## [Problem description]
Find all lines in the listing that include the word "tower", then copy them.

Records for processing section start

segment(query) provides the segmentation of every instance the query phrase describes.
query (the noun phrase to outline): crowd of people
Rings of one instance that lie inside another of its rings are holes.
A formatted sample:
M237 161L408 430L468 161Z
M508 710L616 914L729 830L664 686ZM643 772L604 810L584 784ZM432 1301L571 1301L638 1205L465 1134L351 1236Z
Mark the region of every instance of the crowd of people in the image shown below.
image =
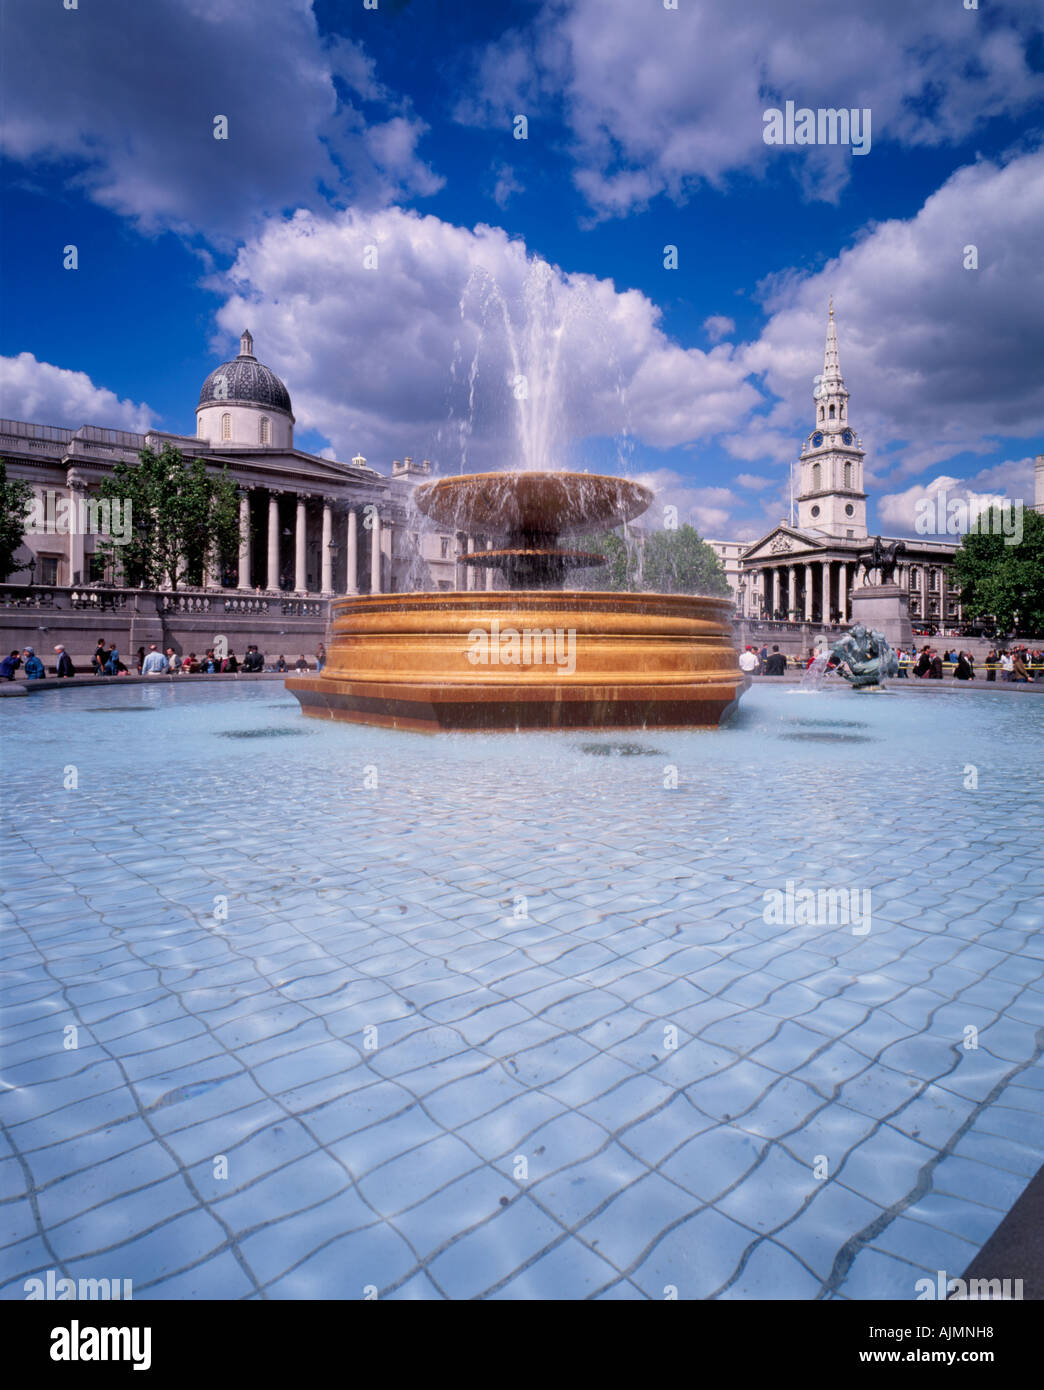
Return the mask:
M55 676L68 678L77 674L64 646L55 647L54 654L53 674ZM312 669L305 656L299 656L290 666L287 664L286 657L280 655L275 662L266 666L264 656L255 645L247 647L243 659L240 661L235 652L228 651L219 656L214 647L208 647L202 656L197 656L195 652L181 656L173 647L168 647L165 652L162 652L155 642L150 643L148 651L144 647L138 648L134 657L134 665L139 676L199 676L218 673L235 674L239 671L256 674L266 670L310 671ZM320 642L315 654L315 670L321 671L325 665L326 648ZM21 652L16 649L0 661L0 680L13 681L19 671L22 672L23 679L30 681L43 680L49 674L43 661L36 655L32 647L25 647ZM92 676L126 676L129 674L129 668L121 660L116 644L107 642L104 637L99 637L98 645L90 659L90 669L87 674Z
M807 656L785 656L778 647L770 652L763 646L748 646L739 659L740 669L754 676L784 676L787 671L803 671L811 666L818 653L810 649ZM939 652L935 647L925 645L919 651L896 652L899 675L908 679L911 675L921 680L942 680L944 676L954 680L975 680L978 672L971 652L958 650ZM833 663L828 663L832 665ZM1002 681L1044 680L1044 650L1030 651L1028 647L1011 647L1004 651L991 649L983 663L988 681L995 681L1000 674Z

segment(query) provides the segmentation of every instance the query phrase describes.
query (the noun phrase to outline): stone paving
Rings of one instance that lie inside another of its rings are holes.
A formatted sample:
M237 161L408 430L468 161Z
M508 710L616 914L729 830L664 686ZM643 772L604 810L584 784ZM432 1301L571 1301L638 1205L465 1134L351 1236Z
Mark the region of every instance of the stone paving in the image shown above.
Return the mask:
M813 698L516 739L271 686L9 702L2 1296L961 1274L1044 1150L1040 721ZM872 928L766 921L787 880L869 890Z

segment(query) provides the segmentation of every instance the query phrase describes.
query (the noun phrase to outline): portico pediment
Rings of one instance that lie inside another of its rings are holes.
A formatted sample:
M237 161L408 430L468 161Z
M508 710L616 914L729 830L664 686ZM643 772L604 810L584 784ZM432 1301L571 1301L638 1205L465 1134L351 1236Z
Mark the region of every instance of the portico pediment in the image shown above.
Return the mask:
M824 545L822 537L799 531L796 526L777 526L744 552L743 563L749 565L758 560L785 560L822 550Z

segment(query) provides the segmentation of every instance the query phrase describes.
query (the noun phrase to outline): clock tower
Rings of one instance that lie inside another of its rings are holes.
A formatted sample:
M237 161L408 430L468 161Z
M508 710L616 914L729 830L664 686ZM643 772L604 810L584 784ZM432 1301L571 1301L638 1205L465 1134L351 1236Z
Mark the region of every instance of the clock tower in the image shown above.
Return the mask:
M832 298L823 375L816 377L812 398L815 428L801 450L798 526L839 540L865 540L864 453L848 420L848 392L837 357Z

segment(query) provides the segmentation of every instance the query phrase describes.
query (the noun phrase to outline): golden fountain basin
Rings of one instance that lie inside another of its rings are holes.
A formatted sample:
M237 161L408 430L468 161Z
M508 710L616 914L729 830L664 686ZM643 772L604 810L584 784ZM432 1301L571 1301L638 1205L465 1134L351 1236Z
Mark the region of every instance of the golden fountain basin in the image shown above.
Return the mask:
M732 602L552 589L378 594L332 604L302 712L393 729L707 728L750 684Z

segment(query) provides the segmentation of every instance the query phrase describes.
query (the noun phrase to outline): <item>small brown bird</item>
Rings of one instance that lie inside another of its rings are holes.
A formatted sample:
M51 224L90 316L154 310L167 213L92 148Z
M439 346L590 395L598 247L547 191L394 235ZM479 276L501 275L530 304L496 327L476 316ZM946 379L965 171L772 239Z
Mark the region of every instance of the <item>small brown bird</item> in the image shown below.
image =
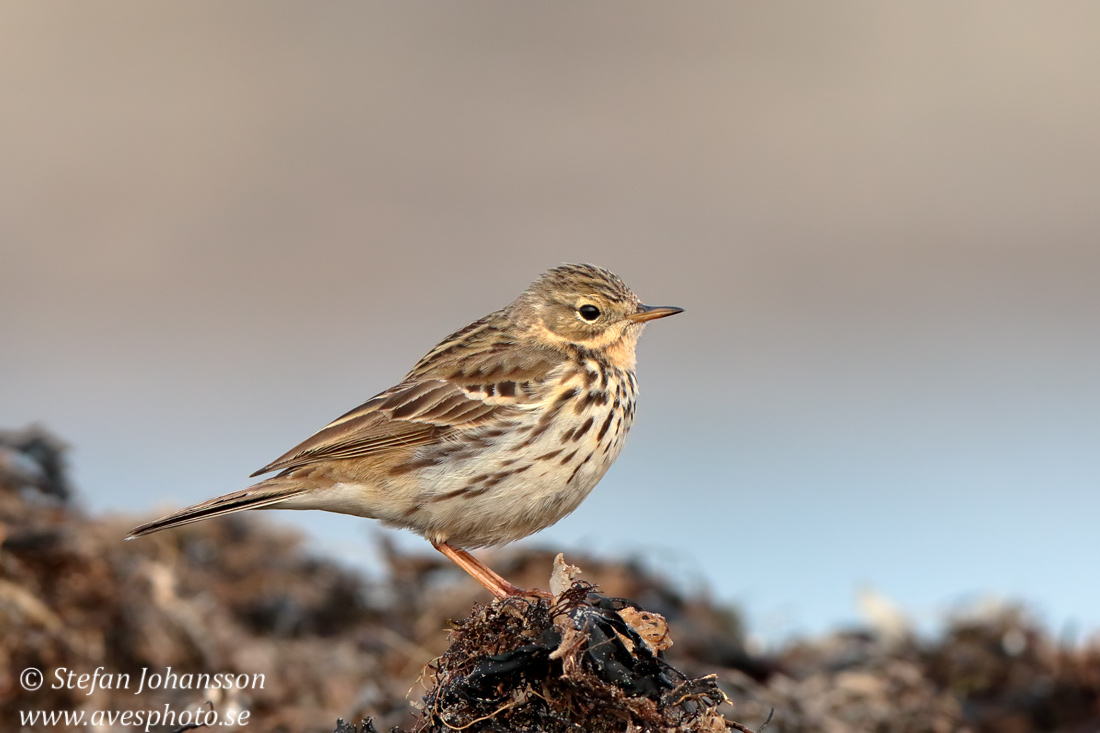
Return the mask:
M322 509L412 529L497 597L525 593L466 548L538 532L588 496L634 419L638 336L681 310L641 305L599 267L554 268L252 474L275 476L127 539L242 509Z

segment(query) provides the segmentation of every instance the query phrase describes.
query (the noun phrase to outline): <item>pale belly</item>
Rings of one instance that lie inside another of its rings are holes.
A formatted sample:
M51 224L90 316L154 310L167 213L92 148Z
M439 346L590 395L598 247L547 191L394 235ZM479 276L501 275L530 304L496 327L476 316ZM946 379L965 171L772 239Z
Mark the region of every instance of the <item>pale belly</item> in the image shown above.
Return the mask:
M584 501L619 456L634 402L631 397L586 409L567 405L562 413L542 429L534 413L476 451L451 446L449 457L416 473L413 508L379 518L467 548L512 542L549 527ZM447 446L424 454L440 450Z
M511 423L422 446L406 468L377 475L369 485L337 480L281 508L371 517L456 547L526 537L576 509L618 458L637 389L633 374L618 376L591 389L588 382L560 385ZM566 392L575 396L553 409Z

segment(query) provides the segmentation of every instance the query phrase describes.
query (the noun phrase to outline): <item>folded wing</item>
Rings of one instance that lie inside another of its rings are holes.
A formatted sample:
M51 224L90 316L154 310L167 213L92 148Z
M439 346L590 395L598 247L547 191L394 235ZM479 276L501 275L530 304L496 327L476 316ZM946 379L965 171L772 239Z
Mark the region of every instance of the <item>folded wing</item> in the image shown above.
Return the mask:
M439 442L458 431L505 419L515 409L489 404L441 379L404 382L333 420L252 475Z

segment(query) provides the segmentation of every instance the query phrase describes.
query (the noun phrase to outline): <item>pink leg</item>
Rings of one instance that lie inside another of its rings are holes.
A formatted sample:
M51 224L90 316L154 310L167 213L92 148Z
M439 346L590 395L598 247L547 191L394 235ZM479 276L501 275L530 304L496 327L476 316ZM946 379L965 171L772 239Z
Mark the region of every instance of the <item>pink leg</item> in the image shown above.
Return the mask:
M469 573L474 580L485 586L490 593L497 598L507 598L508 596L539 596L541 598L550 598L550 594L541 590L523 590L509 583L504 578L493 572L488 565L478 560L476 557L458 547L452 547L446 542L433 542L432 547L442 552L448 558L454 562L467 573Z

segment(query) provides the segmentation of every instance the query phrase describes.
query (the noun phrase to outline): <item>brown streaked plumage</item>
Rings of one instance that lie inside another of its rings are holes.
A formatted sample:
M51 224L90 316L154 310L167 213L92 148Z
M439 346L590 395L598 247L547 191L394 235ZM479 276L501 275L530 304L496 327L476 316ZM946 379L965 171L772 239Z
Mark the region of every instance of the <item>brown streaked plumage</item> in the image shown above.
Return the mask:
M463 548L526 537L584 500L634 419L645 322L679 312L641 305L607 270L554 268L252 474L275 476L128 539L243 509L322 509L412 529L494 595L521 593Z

Records for processing section end

## [Solution below]
query (the noun phrase to outline): clock tower
Mark the region of every instance of the clock tower in the image shown above.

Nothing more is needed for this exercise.